■ Excerpted passage ■
There are several circumstances which should be referred to before further discussion is had of the court's instructions in regard to estoppel. At the conclusion of appellant's case in chief appellees moved for directed verdicts based in part upon appellees' previous contentions that appellant's proof had varied from his theory of estoppel as alleged in the complaint and pre-trial order. At this point counsel for appellant moved to amend the pleadings to conform to the evidence by striking that portion of the pleadings which 'state, in effect, that there was a promise to pay if there was a forbearance of suit * * * and that just an ordinary pleading of estoppel (be) entered in its place * * *.' The trial judge, while indicating that he was of the opinion that appellees' motions for directed verdicts should be granted concluded that in the event of an appeal this court should have the benefit of a 'full record rather than * * * a part record' and 'Accordingly, I'm going to hold these motions in abeyance.' After the parties had rested their respective cases, appellees again moved for directed verdicts and, as before, the trial court declined to rule on these motions. Subsequently, appellant's motion to amend his pleadings to conform to his proof was denied by the trial court on the grounds that there was no evidence to support the motion to amend. 10

In delineating the issues which were to be determined by the jury, the trial court instructed them that:

This proceeding is for the purpose of determining the facts in order that it may be adjudged as to whether the statute of limitations is or is not a bar to this particular lawsuit. * * * Your consideration will be limited to the question as to whether or not Jack Simpson, acting for Northern Insurance Adjusters, promised the plaintiff that his injuries would be paid for and an equitable settlement made if the plaintiff Groseth would forbear suit and as to whether or not the plaintiff Groseth detrimentally relied on any such promise as was made and did for that reason forbear bringing suit within the two-year statutory period. 11

This instruction was followed by one in which the jury was told that:

As a matter of law, when the act or promise of one causes another to do or forbear from doing something he would have done or to do something which he otherwise would not have done, as the case may be then the other party is estopped from taking advantage of the act or omission caused by his own act or promise. * * * 12

It will be for you to determine in this case as to whether under all the facts and circumstances as disclosed by the evidence in this case and in the light of the allegations of plaintiff's complaint, as above set forth, plaintiff Groseth is entitled to the benefit of the doctrine of estoppel as herein set forth. * * * (Emphasis added.)

■ Work to do ■
#1 Rewrite the paragraph of the court excerpt that begins "There are several circumstances" as a short list of its main facts.
#2 Retype the stretch of the court excerpt from "As a matter" through "forth. * * * (Emphasis added.)", word for word.

■ Data shown ■
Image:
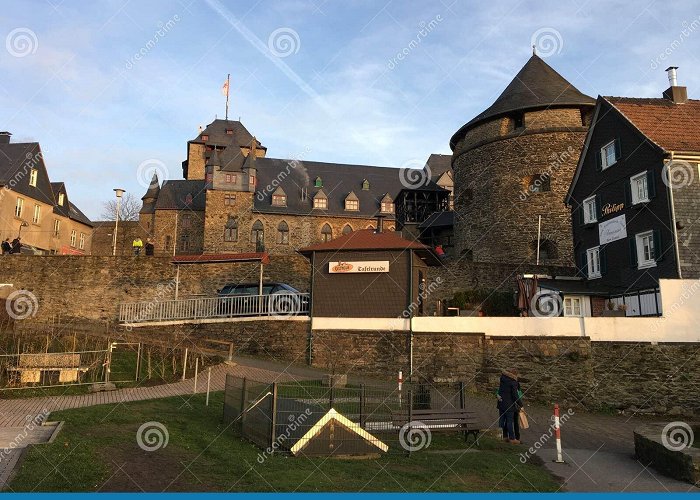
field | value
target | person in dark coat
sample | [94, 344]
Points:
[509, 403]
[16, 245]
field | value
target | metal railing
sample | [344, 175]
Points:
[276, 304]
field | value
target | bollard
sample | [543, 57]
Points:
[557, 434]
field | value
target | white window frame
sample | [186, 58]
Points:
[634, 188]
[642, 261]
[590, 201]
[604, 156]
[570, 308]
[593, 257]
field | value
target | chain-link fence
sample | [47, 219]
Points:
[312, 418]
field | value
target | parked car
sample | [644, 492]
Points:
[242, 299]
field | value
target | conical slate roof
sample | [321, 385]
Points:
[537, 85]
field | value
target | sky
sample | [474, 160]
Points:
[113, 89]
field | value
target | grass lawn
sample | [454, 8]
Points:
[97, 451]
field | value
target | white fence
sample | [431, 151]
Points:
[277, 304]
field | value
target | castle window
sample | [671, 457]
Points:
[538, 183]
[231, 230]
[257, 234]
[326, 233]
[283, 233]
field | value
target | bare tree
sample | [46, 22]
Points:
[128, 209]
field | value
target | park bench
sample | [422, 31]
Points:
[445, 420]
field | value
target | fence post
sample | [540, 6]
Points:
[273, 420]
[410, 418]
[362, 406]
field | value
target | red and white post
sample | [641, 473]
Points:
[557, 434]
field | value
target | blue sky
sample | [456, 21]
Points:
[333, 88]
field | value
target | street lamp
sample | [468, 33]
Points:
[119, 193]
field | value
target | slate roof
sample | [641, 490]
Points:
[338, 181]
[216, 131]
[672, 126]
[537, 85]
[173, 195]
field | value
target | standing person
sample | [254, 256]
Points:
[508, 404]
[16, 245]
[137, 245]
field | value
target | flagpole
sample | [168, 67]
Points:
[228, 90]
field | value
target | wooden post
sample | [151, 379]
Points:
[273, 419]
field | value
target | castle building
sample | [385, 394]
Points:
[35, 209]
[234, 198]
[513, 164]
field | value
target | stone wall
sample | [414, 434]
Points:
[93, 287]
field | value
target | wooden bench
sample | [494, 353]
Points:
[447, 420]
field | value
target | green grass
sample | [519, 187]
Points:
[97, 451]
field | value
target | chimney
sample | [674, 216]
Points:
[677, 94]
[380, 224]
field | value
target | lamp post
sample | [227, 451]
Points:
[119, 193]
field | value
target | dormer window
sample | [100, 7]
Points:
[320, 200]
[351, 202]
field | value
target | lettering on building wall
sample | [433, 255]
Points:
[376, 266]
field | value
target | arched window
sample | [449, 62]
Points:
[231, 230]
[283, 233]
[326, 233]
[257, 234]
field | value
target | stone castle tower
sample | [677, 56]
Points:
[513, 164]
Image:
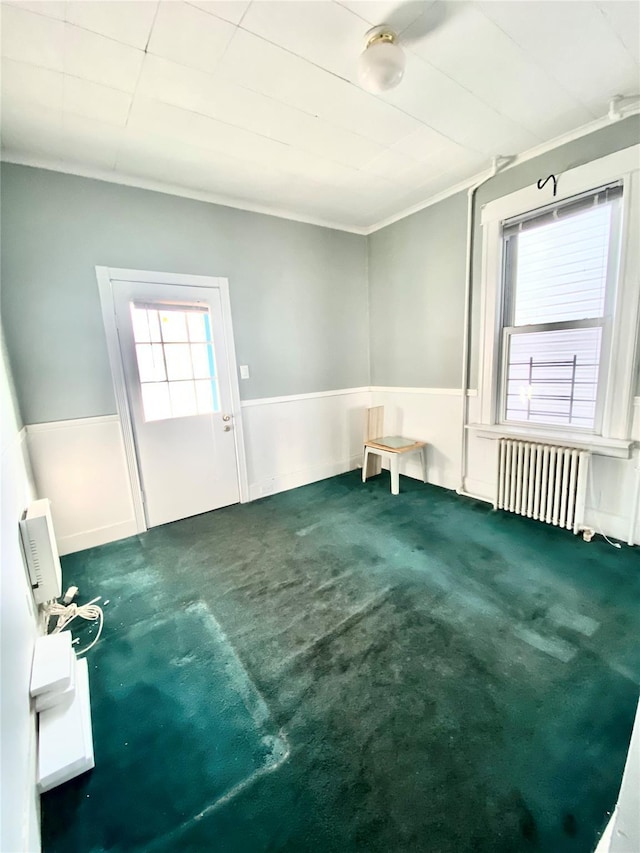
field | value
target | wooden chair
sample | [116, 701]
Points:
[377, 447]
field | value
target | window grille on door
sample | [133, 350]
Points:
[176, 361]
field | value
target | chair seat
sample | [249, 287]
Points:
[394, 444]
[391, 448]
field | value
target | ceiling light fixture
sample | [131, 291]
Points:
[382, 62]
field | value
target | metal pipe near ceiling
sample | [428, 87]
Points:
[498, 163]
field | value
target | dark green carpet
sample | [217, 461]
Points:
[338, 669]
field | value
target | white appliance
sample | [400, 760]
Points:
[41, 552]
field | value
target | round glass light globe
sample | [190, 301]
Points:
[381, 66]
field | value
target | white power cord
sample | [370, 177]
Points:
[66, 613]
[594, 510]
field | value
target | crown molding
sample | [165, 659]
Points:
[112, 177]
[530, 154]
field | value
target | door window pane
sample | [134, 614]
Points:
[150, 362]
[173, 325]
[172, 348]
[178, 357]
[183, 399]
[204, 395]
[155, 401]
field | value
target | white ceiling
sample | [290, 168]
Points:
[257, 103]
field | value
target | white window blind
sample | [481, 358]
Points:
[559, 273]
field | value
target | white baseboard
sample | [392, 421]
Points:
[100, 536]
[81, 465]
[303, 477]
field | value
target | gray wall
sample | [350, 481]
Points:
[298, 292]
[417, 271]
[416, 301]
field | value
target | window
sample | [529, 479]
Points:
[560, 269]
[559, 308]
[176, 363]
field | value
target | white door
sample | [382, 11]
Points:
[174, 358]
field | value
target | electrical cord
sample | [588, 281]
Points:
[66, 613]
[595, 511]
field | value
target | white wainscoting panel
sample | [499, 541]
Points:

■ Results of the tasks ■
#1
- The court points out several circumstances before going further into the trial court's instructions on estoppel.
- When appellant's case in chief ended, appellees moved for directed verdicts. They argued in part that his proof differed from the estoppel theory stated in the complaint and pre-trial order.
- Appellant's counsel then moved to amend the pleadings to fit the evidence. The amendment would strike the claim of a promise to pay in exchange for not suing and put an ordinary pleading of estoppel in its place.
- The trial judge thought the directed-verdict motions should be granted. He still held them in abeyance so that, if there was an appeal, this court would have a full record.
- After both sides rested, appellees moved again for directed verdicts, and the trial court again declined to rule.
- The trial court later denied appellant's motion to amend because no evidence supported it.

#2
As a matter of law, when the act or promise of one causes another to do or forbear from doing something he would have done or to do something which he otherwise would not have done, as the case may be then the other party is estopped from taking advantage of the act or omission caused by his own act or promise. * * * 12

It will be for you to determine in this case as to whether under all the facts and circumstances as disclosed by the evidence in this case and in the light of the allegations of plaintiff's complaint, as above set forth, plaintiff Groseth is entitled to the benefit of the doctrine of estoppel as herein set forth. * * * (Emphasis added.)